_Exercise material_:

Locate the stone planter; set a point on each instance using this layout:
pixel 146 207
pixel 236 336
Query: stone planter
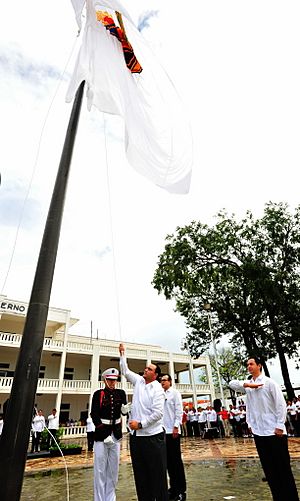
pixel 67 451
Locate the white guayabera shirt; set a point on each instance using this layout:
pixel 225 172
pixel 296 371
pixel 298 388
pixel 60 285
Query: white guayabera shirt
pixel 147 402
pixel 265 407
pixel 172 410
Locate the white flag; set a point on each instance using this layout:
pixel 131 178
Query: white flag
pixel 158 138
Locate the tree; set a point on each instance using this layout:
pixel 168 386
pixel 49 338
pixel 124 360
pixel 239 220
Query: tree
pixel 231 365
pixel 248 271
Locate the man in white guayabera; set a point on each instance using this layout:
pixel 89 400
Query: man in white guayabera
pixel 266 416
pixel 147 437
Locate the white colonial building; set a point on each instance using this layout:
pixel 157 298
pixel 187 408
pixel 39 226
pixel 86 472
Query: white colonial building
pixel 71 365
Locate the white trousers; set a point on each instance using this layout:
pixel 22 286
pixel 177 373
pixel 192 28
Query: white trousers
pixel 106 469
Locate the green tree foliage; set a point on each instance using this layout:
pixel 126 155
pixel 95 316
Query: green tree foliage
pixel 248 271
pixel 231 365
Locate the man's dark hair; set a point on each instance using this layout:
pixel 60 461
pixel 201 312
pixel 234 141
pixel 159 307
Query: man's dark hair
pixel 256 359
pixel 157 371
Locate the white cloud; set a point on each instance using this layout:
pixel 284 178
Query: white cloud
pixel 234 63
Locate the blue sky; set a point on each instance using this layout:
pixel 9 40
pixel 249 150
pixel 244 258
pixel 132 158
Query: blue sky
pixel 234 64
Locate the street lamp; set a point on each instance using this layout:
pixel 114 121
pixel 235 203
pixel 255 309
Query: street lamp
pixel 207 308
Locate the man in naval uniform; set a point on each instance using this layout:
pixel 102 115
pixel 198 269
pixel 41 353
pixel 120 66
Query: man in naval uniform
pixel 107 405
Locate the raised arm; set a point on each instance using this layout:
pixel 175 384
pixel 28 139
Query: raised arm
pixel 132 377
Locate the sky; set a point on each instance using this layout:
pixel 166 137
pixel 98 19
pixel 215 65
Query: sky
pixel 235 65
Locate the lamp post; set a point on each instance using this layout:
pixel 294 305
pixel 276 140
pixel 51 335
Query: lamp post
pixel 207 308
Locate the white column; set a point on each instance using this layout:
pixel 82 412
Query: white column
pixel 95 364
pixel 62 365
pixel 171 369
pixel 149 361
pixel 210 380
pixel 191 371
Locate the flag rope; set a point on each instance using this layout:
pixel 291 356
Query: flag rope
pixel 115 277
pixel 35 166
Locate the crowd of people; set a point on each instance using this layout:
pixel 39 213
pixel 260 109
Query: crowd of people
pixel 38 426
pixel 211 422
pixel 156 420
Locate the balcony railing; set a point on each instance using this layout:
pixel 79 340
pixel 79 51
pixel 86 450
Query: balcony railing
pixel 83 386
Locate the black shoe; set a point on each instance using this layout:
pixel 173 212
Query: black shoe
pixel 181 497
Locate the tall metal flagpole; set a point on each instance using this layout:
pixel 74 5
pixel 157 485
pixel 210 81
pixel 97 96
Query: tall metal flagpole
pixel 17 423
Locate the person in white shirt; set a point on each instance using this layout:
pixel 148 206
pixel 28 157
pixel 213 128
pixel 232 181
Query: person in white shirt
pixel 147 437
pixel 172 420
pixel 38 424
pixel 53 426
pixel 266 416
pixel 90 429
pixel 1 423
pixel 202 420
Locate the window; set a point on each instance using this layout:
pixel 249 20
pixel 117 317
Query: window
pixel 69 373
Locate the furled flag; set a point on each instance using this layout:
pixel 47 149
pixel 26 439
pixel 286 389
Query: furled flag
pixel 124 77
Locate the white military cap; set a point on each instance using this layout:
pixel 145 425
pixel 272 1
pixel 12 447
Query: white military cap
pixel 110 374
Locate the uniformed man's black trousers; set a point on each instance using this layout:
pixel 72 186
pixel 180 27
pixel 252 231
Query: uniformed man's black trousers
pixel 149 463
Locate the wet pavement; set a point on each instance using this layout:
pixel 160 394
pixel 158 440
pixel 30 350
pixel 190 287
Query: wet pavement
pixel 215 469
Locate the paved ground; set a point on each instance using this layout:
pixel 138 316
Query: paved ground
pixel 193 449
pixel 219 469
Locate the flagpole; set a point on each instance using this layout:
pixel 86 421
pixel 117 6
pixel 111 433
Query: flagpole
pixel 17 423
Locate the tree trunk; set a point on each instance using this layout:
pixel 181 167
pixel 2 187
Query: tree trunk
pixel 251 347
pixel 283 364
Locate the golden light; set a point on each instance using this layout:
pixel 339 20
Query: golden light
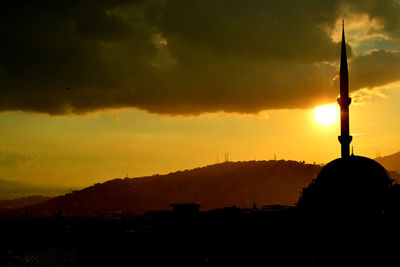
pixel 327 114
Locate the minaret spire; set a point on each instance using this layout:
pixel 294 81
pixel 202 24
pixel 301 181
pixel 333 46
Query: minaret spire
pixel 344 101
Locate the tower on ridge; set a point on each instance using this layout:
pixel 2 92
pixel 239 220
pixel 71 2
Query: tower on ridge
pixel 344 102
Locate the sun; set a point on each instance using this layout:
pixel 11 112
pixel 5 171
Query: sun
pixel 327 114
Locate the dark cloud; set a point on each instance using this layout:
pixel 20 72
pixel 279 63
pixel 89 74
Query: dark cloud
pixel 177 57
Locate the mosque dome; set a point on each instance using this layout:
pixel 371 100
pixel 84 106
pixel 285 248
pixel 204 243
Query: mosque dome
pixel 353 184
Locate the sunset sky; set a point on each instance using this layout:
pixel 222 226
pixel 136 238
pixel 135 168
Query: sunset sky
pixel 94 90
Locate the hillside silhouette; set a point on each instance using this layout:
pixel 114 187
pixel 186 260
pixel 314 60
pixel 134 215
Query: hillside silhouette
pixel 12 190
pixel 240 184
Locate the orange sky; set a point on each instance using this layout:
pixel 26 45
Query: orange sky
pixel 155 94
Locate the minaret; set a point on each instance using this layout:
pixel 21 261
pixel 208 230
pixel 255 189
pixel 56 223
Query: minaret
pixel 344 101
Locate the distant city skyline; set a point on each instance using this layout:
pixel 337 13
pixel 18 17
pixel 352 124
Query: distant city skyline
pixel 158 86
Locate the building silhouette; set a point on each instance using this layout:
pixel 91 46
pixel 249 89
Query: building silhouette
pixel 351 184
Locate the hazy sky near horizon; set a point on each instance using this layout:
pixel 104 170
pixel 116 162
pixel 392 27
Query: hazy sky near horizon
pixel 159 85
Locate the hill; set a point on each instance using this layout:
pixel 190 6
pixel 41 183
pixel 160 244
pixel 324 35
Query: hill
pixel 216 186
pixel 390 162
pixel 12 190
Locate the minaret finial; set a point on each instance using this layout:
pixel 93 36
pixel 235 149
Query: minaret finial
pixel 344 101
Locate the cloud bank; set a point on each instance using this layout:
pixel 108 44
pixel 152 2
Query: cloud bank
pixel 184 57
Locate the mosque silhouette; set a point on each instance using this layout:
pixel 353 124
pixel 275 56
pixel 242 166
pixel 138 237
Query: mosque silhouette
pixel 351 185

_What is being asked_: All that belongs in the answer is the run of lines above from the line containing "Locate the white cloud;" through the line containing "pixel 235 203", exactly as written.

_Output_:
Locate the white cloud; set a point on each instance using this layout:
pixel 284 178
Query: white cloud
pixel 234 63
Locate the blue sky; set a point on each instance using this layout:
pixel 9 40
pixel 249 150
pixel 244 258
pixel 132 158
Query: blue sky
pixel 234 64
Locate the street lamp; set a point on each instance using this layout:
pixel 114 121
pixel 235 203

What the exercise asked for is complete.